Stated task: Reproduce the data below word for word, from start to finish, but leave out the pictures.

Given information:
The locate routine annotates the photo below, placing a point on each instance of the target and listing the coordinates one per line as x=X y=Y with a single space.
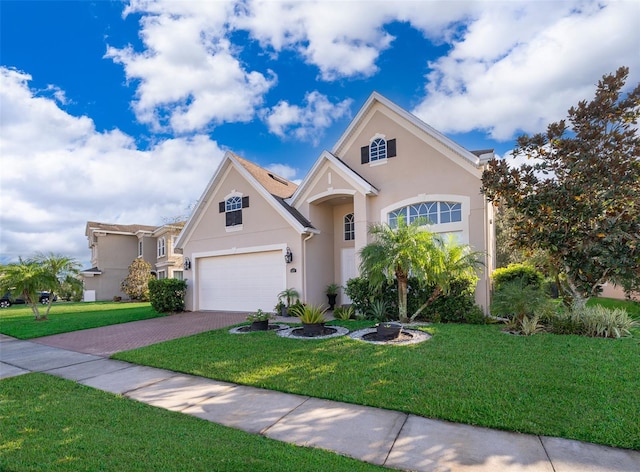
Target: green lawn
x=17 y=321
x=566 y=386
x=43 y=429
x=633 y=308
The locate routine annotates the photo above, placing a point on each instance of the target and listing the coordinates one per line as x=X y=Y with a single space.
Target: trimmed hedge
x=528 y=274
x=459 y=306
x=167 y=295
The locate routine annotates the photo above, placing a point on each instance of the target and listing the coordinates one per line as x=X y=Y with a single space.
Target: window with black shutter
x=232 y=208
x=379 y=150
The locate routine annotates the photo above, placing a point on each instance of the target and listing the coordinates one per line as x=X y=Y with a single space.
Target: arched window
x=233 y=203
x=378 y=150
x=432 y=212
x=349 y=228
x=232 y=207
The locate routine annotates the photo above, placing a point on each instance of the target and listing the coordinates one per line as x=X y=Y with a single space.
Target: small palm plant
x=310 y=314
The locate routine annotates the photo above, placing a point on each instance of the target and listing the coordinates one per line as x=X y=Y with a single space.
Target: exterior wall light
x=288 y=256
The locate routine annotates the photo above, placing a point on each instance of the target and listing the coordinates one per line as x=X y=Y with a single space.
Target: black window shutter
x=364 y=154
x=391 y=148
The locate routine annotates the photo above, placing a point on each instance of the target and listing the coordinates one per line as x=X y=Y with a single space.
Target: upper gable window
x=433 y=213
x=232 y=208
x=349 y=228
x=379 y=150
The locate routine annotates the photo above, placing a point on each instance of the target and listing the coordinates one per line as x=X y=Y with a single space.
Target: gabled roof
x=273 y=183
x=271 y=186
x=356 y=179
x=117 y=228
x=374 y=99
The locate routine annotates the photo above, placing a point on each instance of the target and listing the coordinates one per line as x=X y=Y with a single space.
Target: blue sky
x=120 y=111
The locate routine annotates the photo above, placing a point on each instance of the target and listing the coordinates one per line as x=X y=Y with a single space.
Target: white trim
x=338 y=166
x=196 y=256
x=329 y=193
x=402 y=116
x=242 y=250
x=458 y=226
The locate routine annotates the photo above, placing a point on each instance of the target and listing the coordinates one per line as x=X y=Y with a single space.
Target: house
x=254 y=233
x=113 y=249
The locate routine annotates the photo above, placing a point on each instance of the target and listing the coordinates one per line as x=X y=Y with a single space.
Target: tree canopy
x=579 y=197
x=411 y=249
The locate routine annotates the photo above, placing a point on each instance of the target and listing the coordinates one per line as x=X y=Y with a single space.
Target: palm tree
x=61 y=268
x=411 y=249
x=25 y=278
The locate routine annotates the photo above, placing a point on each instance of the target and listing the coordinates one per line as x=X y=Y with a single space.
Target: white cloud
x=188 y=76
x=306 y=123
x=519 y=66
x=342 y=39
x=59 y=172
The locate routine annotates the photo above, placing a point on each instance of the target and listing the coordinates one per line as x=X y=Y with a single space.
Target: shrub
x=517 y=299
x=343 y=313
x=454 y=307
x=309 y=314
x=528 y=274
x=451 y=308
x=378 y=311
x=594 y=321
x=475 y=316
x=167 y=295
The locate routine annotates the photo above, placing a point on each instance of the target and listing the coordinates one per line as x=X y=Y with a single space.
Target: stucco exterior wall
x=262 y=225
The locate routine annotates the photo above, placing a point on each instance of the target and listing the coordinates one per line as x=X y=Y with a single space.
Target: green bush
x=451 y=308
x=594 y=321
x=167 y=295
x=517 y=299
x=528 y=274
x=457 y=306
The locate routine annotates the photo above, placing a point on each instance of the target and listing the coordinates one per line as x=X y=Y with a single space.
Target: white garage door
x=241 y=282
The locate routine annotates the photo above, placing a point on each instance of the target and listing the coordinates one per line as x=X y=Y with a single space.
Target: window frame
x=349 y=227
x=462 y=227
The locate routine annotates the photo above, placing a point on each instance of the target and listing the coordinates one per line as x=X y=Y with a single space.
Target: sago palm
x=396 y=253
x=410 y=249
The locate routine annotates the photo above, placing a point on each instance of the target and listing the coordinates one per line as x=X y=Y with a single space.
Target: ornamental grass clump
x=310 y=314
x=600 y=322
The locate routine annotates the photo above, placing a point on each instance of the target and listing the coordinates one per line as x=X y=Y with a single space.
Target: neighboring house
x=114 y=247
x=254 y=233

Output for this exercise:
The locate routine annotates the photo below, placing a point on each instance of the target and listing the coordinates one per line as x=X y=Y with a single space.
Target: green lawn
x=17 y=321
x=566 y=386
x=43 y=429
x=633 y=308
The locate routine annotates the photo above, placing a point on each instance of the target and listing the coordinates one per line as x=X y=Y with a single space.
Target: trimmed hedge
x=528 y=274
x=459 y=306
x=167 y=295
The locate routine annotates the photo above, placing a point on each instance of the target and listing the coordinates one per line as x=X y=Y with a single space.
Target: window with black shutter
x=232 y=208
x=379 y=150
The locate routine annotates the photo above, placing a point on each instance of the target and listing the coordinates one per line as x=X y=Y with a single space.
Target: arched window
x=233 y=203
x=378 y=150
x=432 y=212
x=349 y=228
x=232 y=207
The locate routine annotates the photo above, placing a point on each instance of the target and listing the coordinates one per line as x=X y=Y with a single space.
Target: small palm plant
x=310 y=314
The locate routine annotates the photo above, placing a point on each instance of the target and listing the coordinates one per line as x=X y=Y with a single space.
Target: exterior wall light
x=288 y=256
The locate routine annotates the photo above, placing a point on each instance of the target and listing the coordinates one per line as x=X y=Y with a single space.
Target: black window shutter
x=364 y=154
x=391 y=148
The locate routine annotates the photo above, placing a point on each instance of the target and listing the coordinates one per line as x=X y=Y with a single space.
Target: upper gable window
x=433 y=213
x=232 y=208
x=349 y=228
x=379 y=150
The locate routine annotates the photo above, placing a point on each instance of the target and listing the coordinates one per line as x=X y=Y with a single space.
Target: gabled roof
x=273 y=183
x=271 y=186
x=356 y=179
x=117 y=228
x=374 y=99
The locate routine annotates the photo above, placing a point on each instance of the target and listing the coordinates one per line as x=X y=Y with a single space.
Target: blue sky
x=120 y=111
The locate routine annotates the photo above, placing a point on each instance of the target and listing the coordinates one per line as x=X y=Y with a single space.
Target: white trim
x=338 y=166
x=196 y=256
x=329 y=193
x=402 y=116
x=242 y=250
x=458 y=226
The locate routine annotates the photo above, placing a point on each instance of the target and listing the coordinates one per line as x=X y=Y with a single space.
Target: house
x=254 y=233
x=113 y=249
The locate routine annotates the photo above, placing a point on each instance of the target and listing the coordinates one per line as x=X y=Y with a single space.
Target: tree canopy
x=579 y=197
x=411 y=249
The locate routine annotates the photo above, placing a point on each instance of the target and listing the coordinates one per line as x=X y=Y with a single space.
Target: palm tree
x=61 y=268
x=411 y=249
x=25 y=278
The locate routine annotates the photo above, placing a point on each instance of the target and listing the coordinates one per line as x=X y=Y with a single space.
Target: white cloud
x=188 y=76
x=306 y=123
x=519 y=66
x=342 y=39
x=59 y=172
The locate routine annotates the photo above, placing a point on each instance of the target and listing the coordinates one per line as x=X y=Y with a single space.
Target: shrub
x=517 y=299
x=343 y=313
x=454 y=307
x=309 y=314
x=528 y=274
x=451 y=308
x=378 y=311
x=594 y=321
x=475 y=316
x=167 y=295
The locate routine annotates the photo above, placing a point on each instance of the target and listing the coordinates one per line as x=X y=Y with a single space.
Target: stucco exterior wall
x=262 y=225
The locate routine annotates the photo above, placing a point on each instance of the target and listing the coordinates one per line as x=X y=Y with a single space.
Target: green bush
x=451 y=308
x=594 y=321
x=167 y=295
x=517 y=299
x=528 y=274
x=457 y=306
The locate routine annotates the photo above, placing a point on each instance of the target and listing the coordinates one per line as x=X y=Y with a single space.
Target: white garage door
x=241 y=282
The locate routine annotates the photo above, placing a point on each instance of the target and listing the coordinates one per line as x=X y=Y with a single space.
Target: window frame
x=349 y=227
x=462 y=227
The locate routine annotates the photo above, placing a point on each instance of the target and listing the coordinates one per line as x=X y=Y with a single space.
Target: sago palm
x=396 y=253
x=410 y=249
The locate routine annotates the photo above, placing a point on each instance of the target and listing the coordinates one per line as x=X y=Y with a single space.
Target: ornamental grass clump
x=310 y=314
x=600 y=322
The locate routine annotates the photo above, placing a point on each instance of the target and listing the coordinates one per line as x=X y=Y with a single space.
Target: neighboring house
x=114 y=247
x=254 y=233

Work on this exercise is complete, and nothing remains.